** begin DATA PROVIDED **

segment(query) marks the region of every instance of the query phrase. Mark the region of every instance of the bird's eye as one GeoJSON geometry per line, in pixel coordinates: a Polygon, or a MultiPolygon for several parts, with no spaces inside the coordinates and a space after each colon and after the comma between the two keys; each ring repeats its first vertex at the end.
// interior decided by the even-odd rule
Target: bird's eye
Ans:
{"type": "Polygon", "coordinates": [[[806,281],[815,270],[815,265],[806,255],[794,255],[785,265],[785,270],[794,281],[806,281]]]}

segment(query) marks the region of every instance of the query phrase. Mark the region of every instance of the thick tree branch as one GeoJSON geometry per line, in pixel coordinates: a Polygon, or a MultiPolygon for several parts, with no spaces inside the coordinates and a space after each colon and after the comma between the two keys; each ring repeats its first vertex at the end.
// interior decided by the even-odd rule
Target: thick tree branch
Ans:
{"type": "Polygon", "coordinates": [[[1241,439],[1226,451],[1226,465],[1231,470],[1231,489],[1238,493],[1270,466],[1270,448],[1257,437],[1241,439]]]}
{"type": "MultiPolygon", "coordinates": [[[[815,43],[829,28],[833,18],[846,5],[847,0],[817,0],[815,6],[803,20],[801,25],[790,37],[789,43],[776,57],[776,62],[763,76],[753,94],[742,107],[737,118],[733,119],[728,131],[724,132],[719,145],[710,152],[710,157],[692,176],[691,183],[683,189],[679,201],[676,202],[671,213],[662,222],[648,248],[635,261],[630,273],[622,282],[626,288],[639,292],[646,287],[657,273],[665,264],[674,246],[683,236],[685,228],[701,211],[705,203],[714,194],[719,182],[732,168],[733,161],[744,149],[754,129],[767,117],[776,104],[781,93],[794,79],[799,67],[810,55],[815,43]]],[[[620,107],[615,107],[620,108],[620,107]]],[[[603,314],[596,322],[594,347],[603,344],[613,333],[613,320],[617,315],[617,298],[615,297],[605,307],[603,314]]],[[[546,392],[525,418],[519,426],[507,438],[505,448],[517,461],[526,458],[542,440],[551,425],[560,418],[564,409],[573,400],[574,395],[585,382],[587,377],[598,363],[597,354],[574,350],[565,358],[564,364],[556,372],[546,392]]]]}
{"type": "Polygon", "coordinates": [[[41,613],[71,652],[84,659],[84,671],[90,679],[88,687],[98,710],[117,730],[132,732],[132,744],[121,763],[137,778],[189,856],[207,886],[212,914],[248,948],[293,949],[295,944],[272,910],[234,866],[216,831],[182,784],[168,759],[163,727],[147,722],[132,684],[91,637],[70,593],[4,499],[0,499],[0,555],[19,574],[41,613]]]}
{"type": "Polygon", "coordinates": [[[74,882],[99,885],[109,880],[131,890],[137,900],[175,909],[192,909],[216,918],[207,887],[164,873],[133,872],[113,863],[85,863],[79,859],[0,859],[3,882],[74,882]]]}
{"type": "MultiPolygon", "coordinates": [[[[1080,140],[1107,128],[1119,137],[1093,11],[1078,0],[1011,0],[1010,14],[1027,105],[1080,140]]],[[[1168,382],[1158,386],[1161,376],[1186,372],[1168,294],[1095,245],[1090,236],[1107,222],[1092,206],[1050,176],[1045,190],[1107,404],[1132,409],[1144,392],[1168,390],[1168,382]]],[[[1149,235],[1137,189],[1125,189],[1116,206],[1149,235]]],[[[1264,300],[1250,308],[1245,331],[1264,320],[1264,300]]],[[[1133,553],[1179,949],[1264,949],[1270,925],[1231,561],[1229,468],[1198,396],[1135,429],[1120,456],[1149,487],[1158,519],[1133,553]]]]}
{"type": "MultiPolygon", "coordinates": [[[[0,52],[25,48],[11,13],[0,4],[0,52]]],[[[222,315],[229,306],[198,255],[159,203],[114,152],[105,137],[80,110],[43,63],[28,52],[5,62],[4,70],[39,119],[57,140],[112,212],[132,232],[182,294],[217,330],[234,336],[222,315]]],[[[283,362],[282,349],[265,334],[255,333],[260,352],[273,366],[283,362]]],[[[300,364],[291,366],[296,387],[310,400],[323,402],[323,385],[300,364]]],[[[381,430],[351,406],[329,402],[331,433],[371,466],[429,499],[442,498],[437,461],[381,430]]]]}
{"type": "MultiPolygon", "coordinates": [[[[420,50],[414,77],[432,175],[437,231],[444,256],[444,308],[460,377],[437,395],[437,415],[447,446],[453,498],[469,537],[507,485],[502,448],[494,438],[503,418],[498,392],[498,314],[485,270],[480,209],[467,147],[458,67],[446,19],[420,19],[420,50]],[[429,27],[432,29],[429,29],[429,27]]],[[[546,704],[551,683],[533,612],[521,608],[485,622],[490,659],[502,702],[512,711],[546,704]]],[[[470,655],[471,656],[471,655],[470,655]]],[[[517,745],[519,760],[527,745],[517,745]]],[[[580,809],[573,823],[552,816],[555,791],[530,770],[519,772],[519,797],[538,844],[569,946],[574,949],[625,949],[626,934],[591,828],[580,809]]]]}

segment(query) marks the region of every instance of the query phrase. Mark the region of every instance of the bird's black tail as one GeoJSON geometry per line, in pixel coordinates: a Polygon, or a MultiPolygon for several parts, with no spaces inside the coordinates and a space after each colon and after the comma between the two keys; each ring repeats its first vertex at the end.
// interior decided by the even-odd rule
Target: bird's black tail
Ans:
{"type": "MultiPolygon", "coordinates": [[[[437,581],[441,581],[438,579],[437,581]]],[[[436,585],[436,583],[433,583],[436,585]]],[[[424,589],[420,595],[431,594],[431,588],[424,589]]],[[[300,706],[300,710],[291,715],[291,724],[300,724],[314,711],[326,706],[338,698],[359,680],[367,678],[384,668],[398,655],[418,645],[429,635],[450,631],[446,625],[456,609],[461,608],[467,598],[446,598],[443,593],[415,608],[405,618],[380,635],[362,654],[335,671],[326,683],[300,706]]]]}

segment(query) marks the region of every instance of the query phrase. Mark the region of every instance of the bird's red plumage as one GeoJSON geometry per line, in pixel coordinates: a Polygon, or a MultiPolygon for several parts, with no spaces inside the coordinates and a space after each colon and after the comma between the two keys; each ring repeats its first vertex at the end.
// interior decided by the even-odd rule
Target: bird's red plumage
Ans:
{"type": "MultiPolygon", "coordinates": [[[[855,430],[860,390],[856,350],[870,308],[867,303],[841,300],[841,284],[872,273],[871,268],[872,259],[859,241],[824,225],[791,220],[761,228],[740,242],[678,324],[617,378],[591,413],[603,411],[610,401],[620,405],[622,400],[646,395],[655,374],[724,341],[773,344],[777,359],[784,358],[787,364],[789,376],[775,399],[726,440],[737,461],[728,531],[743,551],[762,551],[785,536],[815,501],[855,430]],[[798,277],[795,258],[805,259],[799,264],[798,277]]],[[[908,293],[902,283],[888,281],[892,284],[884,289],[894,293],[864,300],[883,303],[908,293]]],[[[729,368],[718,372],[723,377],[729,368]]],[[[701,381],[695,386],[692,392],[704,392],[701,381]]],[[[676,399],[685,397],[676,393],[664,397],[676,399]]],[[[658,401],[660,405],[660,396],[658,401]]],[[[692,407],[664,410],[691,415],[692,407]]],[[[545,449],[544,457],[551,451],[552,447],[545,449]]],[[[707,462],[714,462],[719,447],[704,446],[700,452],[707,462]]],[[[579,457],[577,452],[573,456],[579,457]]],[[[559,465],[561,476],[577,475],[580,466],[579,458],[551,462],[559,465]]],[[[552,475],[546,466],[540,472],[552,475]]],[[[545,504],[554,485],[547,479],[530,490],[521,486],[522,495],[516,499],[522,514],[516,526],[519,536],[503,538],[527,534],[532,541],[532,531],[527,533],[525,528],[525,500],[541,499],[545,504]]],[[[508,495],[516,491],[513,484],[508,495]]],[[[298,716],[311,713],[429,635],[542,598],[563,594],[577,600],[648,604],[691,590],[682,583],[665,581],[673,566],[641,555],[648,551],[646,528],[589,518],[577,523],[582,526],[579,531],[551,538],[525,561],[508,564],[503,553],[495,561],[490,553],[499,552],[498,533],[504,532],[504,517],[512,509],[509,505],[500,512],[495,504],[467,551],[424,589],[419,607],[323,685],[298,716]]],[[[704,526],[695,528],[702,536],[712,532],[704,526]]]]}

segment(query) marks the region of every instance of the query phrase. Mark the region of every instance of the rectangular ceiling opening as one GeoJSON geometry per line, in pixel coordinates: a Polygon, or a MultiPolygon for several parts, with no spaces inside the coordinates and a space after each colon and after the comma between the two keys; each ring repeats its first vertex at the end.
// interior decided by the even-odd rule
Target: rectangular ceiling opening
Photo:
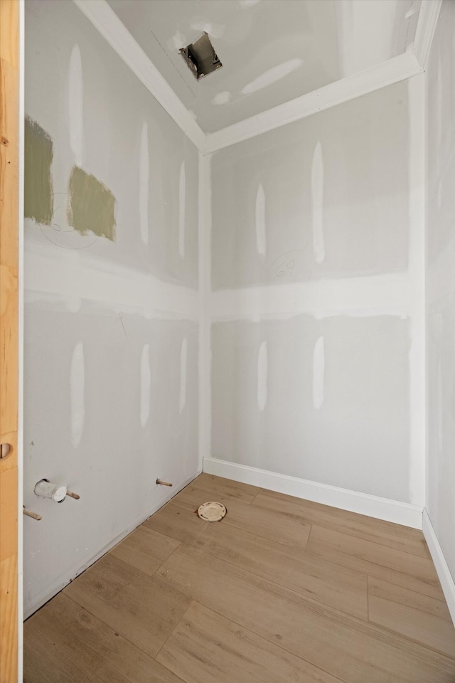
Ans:
{"type": "Polygon", "coordinates": [[[181,48],[178,51],[197,80],[223,66],[205,32],[196,43],[191,43],[186,48],[181,48]]]}

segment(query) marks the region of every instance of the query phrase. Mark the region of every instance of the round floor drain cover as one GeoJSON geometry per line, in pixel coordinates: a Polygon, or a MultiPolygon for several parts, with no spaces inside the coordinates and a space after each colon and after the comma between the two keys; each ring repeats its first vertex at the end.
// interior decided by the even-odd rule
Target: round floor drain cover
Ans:
{"type": "Polygon", "coordinates": [[[203,503],[198,508],[198,514],[201,519],[205,521],[220,521],[226,514],[226,508],[221,503],[210,500],[208,503],[203,503]]]}

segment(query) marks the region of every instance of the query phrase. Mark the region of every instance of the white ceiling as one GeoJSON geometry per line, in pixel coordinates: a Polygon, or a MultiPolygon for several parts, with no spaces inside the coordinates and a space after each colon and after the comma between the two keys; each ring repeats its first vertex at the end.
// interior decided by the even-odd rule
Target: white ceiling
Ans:
{"type": "Polygon", "coordinates": [[[108,0],[205,133],[410,49],[420,0],[108,0]],[[223,67],[196,81],[178,48],[207,31],[223,67]]]}

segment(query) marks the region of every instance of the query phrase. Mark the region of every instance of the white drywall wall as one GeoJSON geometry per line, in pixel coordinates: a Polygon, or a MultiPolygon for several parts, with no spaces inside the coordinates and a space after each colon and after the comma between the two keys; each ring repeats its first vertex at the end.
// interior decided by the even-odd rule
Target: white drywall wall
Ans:
{"type": "Polygon", "coordinates": [[[25,225],[28,615],[200,470],[200,302],[194,146],[73,2],[26,14],[54,192],[51,225],[25,225]],[[115,241],[68,226],[75,164],[114,195],[115,241]],[[38,498],[43,477],[80,499],[38,498]]]}
{"type": "Polygon", "coordinates": [[[427,74],[426,507],[455,580],[455,3],[444,1],[427,74]]]}
{"type": "Polygon", "coordinates": [[[423,505],[423,85],[213,154],[213,457],[423,505]]]}

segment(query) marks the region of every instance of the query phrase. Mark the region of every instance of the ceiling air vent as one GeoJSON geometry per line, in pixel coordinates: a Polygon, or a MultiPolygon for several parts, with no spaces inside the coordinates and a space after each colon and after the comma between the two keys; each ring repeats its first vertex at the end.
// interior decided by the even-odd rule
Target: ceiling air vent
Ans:
{"type": "Polygon", "coordinates": [[[223,66],[205,32],[196,43],[181,48],[178,51],[198,80],[223,66]]]}

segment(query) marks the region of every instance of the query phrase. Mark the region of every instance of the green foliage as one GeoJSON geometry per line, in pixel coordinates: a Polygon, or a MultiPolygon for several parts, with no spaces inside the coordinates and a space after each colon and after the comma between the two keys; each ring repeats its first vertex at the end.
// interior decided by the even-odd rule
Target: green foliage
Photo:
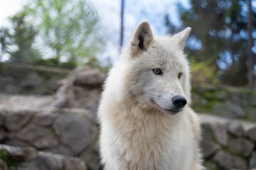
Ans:
{"type": "Polygon", "coordinates": [[[202,83],[217,83],[216,79],[218,75],[217,69],[205,62],[196,62],[195,57],[191,57],[191,79],[193,81],[202,83]]]}
{"type": "MultiPolygon", "coordinates": [[[[178,5],[182,25],[192,28],[188,53],[196,62],[207,62],[220,70],[222,83],[243,85],[247,83],[247,2],[243,0],[190,0],[191,7],[178,5]],[[200,44],[200,47],[195,45],[200,44]],[[236,75],[238,73],[238,75],[236,75]]],[[[255,29],[256,11],[254,11],[255,29]]],[[[172,32],[175,27],[168,16],[166,24],[172,32]]]]}
{"type": "Polygon", "coordinates": [[[26,15],[19,13],[10,17],[12,29],[0,28],[0,43],[2,54],[7,54],[11,62],[33,62],[41,57],[32,44],[37,31],[25,22],[26,15]]]}
{"type": "Polygon", "coordinates": [[[11,61],[20,57],[18,60],[69,67],[77,64],[98,65],[96,54],[104,42],[98,37],[97,13],[86,1],[28,0],[11,22],[12,28],[2,29],[0,37],[3,37],[1,51],[10,54],[11,61]],[[12,28],[13,35],[5,34],[12,28]],[[7,43],[6,40],[12,36],[15,41],[7,43]],[[13,46],[18,50],[10,53],[6,49],[13,46]]]}

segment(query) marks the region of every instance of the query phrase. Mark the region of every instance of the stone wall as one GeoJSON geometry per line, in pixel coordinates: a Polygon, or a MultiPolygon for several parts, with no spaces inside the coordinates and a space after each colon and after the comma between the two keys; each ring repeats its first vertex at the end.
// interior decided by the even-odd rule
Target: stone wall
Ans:
{"type": "Polygon", "coordinates": [[[256,122],[255,89],[196,83],[192,87],[197,112],[256,122]]]}
{"type": "Polygon", "coordinates": [[[71,69],[0,62],[0,92],[11,94],[53,94],[58,82],[71,69]]]}
{"type": "Polygon", "coordinates": [[[256,124],[200,115],[201,147],[209,170],[256,169],[256,124]]]}
{"type": "MultiPolygon", "coordinates": [[[[256,124],[203,114],[199,118],[203,130],[201,146],[207,169],[256,168],[256,124]]],[[[63,165],[74,160],[72,157],[77,159],[75,164],[100,169],[98,137],[98,126],[93,115],[85,110],[0,110],[0,143],[22,147],[9,151],[5,145],[0,145],[0,158],[1,151],[7,151],[9,159],[17,160],[11,151],[32,149],[33,154],[29,155],[33,157],[18,157],[19,170],[33,166],[39,170],[65,169],[63,165]],[[56,164],[58,161],[61,163],[56,164]],[[54,168],[58,166],[63,169],[54,168]]]]}
{"type": "MultiPolygon", "coordinates": [[[[51,153],[67,158],[77,157],[88,169],[99,169],[98,136],[98,124],[85,110],[0,110],[0,143],[25,148],[32,147],[37,151],[36,155],[28,160],[31,163],[22,163],[28,168],[22,169],[30,169],[28,167],[35,166],[35,161],[44,160],[45,155],[52,155],[51,153]]],[[[60,159],[65,162],[67,159],[60,159]]],[[[40,167],[36,169],[63,169],[40,167]]]]}

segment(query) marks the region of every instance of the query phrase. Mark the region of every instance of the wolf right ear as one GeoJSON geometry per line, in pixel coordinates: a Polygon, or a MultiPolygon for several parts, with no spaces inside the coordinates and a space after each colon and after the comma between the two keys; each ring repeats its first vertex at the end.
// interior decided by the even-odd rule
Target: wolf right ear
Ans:
{"type": "Polygon", "coordinates": [[[147,50],[153,39],[150,24],[146,21],[139,23],[131,36],[131,56],[135,56],[139,51],[147,50]]]}

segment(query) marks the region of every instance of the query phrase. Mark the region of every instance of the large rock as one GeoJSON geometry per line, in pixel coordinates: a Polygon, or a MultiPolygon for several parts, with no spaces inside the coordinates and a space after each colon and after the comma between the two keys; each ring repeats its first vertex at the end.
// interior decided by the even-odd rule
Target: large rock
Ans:
{"type": "MultiPolygon", "coordinates": [[[[32,148],[0,145],[0,151],[5,152],[6,159],[19,161],[18,170],[86,170],[84,161],[78,158],[64,157],[45,152],[38,152],[32,148]]],[[[0,162],[0,167],[6,165],[0,162]]]]}
{"type": "Polygon", "coordinates": [[[247,162],[236,156],[224,151],[219,151],[214,156],[214,160],[224,169],[247,169],[247,162]]]}
{"type": "Polygon", "coordinates": [[[96,140],[98,130],[89,112],[83,111],[79,114],[74,114],[67,111],[57,118],[53,126],[61,141],[76,155],[96,140]]]}
{"type": "Polygon", "coordinates": [[[236,138],[229,143],[229,148],[235,154],[249,157],[254,148],[254,144],[245,138],[236,138]]]}
{"type": "Polygon", "coordinates": [[[85,108],[95,115],[105,78],[106,75],[97,69],[78,67],[62,81],[52,105],[85,108]]]}
{"type": "Polygon", "coordinates": [[[256,142],[256,124],[249,124],[245,126],[245,135],[256,142]]]}
{"type": "Polygon", "coordinates": [[[0,144],[0,151],[6,152],[6,155],[16,161],[28,161],[36,157],[36,150],[34,148],[14,147],[5,144],[0,144]]]}
{"type": "Polygon", "coordinates": [[[231,101],[217,103],[214,107],[212,114],[231,118],[244,118],[246,116],[245,110],[238,104],[231,101]]]}
{"type": "Polygon", "coordinates": [[[212,129],[209,124],[202,124],[202,139],[200,146],[202,150],[203,158],[207,158],[216,153],[220,148],[220,146],[214,142],[212,136],[212,129]]]}
{"type": "Polygon", "coordinates": [[[232,135],[240,137],[244,134],[244,129],[240,122],[232,121],[228,125],[228,132],[232,135]]]}
{"type": "Polygon", "coordinates": [[[59,143],[51,129],[33,124],[24,128],[17,136],[38,148],[53,148],[59,143]]]}
{"type": "Polygon", "coordinates": [[[9,130],[22,129],[30,120],[33,112],[23,111],[13,112],[7,115],[5,127],[9,130]]]}
{"type": "Polygon", "coordinates": [[[228,142],[227,128],[225,124],[216,124],[212,126],[215,138],[223,146],[226,146],[228,142]]]}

** end DATA PROVIDED **

§ **EXERCISE DESCRIPTION**:
Identify every line in the entries above that contains the string "drywall", matching case exactly, and copy each such line.

§ **FULL RESPONSE**:
segment(query) marks the region of every instance of the query phrase. Mark the region of every instance of the white drywall wall as one GeoJSON geometry per line, in pixel coordinates: a Polygon, or a MultiPolygon for several parts, with no spaces inside the coordinates and a space after each colon and after the comma between the two keys; each ring repeats its first vertex at the end.
Target: white drywall wall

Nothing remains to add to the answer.